» **What the task requires**
Gather every line of the entries that includes the word "skylight".
........
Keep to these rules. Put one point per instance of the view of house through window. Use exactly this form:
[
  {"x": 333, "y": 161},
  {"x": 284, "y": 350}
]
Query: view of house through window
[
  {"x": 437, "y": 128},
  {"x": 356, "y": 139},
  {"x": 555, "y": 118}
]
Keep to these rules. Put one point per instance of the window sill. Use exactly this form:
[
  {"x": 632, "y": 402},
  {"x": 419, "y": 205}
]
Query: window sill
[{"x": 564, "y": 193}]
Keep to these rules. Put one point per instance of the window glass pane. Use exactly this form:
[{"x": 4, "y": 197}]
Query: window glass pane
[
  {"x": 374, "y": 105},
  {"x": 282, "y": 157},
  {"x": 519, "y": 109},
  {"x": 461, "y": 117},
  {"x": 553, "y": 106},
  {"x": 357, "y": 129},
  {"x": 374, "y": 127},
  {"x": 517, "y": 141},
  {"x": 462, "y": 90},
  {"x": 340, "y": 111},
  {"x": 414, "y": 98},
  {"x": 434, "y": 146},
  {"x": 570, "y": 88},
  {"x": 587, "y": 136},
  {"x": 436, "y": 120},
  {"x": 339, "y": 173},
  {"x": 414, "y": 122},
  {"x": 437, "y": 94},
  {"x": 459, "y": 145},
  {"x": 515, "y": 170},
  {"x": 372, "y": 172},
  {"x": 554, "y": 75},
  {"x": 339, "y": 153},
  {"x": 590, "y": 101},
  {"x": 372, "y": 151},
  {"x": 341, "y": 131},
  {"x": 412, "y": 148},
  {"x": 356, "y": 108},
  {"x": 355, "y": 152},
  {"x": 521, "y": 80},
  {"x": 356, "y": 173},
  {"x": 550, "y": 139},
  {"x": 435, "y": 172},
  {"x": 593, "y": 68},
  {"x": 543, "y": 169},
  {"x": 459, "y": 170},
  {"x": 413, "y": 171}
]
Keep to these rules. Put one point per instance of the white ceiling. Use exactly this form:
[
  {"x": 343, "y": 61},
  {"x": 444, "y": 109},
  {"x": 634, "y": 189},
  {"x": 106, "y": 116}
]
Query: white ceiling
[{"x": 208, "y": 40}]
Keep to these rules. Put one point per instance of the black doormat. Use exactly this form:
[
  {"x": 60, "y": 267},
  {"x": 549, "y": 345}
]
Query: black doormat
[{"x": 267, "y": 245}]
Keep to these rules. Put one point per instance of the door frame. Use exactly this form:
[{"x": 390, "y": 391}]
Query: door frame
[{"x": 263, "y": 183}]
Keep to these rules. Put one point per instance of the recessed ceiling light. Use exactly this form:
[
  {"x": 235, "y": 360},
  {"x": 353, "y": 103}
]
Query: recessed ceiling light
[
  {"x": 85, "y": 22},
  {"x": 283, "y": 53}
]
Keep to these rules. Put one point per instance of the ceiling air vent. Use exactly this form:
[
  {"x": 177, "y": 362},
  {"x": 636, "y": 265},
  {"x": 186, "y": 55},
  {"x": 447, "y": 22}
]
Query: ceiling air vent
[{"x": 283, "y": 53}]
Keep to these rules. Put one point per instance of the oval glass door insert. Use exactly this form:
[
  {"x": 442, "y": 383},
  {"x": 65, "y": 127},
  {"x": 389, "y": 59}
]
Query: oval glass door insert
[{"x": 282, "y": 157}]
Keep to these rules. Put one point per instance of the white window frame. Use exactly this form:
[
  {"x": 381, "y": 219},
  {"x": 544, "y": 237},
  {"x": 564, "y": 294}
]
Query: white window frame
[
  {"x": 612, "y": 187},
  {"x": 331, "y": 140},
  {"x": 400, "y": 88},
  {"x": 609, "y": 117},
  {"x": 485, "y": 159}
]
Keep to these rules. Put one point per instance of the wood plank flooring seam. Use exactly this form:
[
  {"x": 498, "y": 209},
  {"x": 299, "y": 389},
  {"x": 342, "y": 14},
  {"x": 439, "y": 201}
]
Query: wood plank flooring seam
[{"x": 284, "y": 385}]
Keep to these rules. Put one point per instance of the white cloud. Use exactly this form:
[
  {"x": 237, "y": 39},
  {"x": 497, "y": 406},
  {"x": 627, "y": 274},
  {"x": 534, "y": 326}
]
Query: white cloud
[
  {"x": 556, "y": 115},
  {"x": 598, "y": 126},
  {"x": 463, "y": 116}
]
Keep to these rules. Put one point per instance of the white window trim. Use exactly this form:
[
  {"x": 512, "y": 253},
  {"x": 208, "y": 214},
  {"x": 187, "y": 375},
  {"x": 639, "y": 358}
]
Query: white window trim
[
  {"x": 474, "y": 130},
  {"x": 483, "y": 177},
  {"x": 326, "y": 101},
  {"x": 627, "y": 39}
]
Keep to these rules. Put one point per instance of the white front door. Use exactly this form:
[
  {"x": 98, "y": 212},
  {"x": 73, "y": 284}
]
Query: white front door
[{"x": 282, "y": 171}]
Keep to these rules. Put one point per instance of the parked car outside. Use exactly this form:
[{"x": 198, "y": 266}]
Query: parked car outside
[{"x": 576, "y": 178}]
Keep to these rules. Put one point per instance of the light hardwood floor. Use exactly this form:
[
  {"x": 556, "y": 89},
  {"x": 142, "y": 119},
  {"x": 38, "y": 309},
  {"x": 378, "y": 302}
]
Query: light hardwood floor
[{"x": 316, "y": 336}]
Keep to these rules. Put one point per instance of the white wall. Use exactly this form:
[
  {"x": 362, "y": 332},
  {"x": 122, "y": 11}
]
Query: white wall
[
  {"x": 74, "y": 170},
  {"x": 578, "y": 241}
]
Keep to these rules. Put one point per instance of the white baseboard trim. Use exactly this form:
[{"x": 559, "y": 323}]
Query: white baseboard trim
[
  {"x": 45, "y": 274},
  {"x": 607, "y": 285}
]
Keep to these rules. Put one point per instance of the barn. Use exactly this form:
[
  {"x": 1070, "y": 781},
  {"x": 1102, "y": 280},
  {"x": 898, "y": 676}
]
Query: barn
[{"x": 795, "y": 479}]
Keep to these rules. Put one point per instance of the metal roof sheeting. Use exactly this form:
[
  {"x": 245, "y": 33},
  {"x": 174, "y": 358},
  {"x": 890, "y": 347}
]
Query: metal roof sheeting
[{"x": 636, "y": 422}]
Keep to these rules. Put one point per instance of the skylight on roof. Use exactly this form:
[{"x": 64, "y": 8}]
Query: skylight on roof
........
» **Response for this exercise**
Keep to these rules. Put one point per instance of the skylight on roof. Use exactly this form:
Query: skylight on roof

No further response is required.